◆ **課題の内容**:
以下の映画『くるみ割り人形』の感想文から、「映画マシュー・ボーン『くるみ割り人形』を観ました。」で始まり「日本人好みの切り取りの文化と相通じるセンスの連打にキュンキュンしました。」で終わる部分を一字一句そのまま書き写してください。

◆ **本文抜粋**:
----------------
映画マシュー・ボーン『くるみ割り人形』を観ました。
 
まずは。
これが30年前に初演された作品ということに驚きました。全く古くないし、逆な言い方だと新しいわけではない。とてもクラッシック。いろんな意味で。
 
決して広くないスペース(舞台面)にコンパクトな少数精鋭のダンサー(20名のみ)で作られた88分はまさに最高級の重箱のようで。
 
日本人好みの切り取りの文化と相通じるセンスの連打にキュンキュンしました。
 
細部の細部にまで至る、アイディアの一つ一つに、芸術と人間への愛を感じます。
 
 
特に。
音楽とダンスの融合がハンパたなく、升目のように彩られたスペースに一音一音を正確にステップするダンサーの動きが最高に心地良い。
 
チャイコフスキーにも増してチャイコフスキー!!
 
 
ダンサーたちは。
自由自在に全身、特に表情をふんだんに使い、まるでセリフを話しているようで、終わるまで言葉を使わない世界であることを忘れていました。全ての登場人物に感情移入が可能!
 
 
映画としても。
舞台芸術の魅力を失わないまま、オイシいところは直近までカメラが寄ったり、無駄を省いたスピーディーで心地よい展開は、まさに歌わないミュージカルのようで見やすかったです。
----------------
◆ **提供データ**:
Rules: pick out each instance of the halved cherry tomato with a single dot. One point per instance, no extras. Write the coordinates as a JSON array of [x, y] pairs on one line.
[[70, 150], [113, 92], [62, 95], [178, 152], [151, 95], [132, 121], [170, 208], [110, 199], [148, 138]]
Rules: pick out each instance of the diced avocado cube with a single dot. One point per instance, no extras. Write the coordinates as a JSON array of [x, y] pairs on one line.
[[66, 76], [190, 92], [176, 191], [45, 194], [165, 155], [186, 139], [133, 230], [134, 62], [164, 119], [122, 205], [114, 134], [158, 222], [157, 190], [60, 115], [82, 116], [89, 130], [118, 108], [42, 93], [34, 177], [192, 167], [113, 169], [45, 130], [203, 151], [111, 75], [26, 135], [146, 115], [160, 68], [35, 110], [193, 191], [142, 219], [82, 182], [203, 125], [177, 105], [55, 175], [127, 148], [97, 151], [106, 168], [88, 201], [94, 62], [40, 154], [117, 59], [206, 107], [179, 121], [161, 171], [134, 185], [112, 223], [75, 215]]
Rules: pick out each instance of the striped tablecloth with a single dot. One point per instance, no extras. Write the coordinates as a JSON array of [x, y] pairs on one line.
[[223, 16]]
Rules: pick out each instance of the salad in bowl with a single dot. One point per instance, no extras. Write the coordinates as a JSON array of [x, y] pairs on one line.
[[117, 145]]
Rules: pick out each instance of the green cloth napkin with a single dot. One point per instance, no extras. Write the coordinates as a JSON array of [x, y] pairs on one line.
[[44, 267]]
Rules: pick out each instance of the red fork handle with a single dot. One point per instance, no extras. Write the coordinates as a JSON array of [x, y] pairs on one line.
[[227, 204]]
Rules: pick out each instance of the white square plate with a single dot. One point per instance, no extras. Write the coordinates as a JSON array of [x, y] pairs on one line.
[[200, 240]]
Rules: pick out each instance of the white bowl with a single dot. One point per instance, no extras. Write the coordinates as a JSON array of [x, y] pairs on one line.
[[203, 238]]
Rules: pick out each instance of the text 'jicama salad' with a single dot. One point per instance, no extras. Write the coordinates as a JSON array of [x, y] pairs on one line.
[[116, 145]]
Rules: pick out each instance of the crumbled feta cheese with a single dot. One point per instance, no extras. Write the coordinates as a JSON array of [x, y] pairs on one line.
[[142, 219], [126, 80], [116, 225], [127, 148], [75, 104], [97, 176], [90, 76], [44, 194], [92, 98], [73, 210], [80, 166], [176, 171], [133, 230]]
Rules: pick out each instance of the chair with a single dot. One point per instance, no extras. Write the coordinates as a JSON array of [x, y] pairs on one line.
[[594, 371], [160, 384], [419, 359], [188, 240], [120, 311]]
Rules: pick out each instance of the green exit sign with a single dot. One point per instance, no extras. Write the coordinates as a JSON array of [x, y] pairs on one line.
----------------
◆ **記述回答**:
映画マシュー・ボーン『くるみ割り人形』を観ました。
 
まずは。
これが30年前に初演された作品ということに驚きました。全く古くないし、逆な言い方だと新しいわけではない。とてもクラッシック。いろんな意味で。
 
決して広くないスペース(舞台面)にコンパクトな少数精鋭のダンサー(20名のみ)で作られた88分はまさに最高級の重箱のようで。
 
日本人好みの切り取りの文化と相通じるセンスの連打にキュンキュンしました。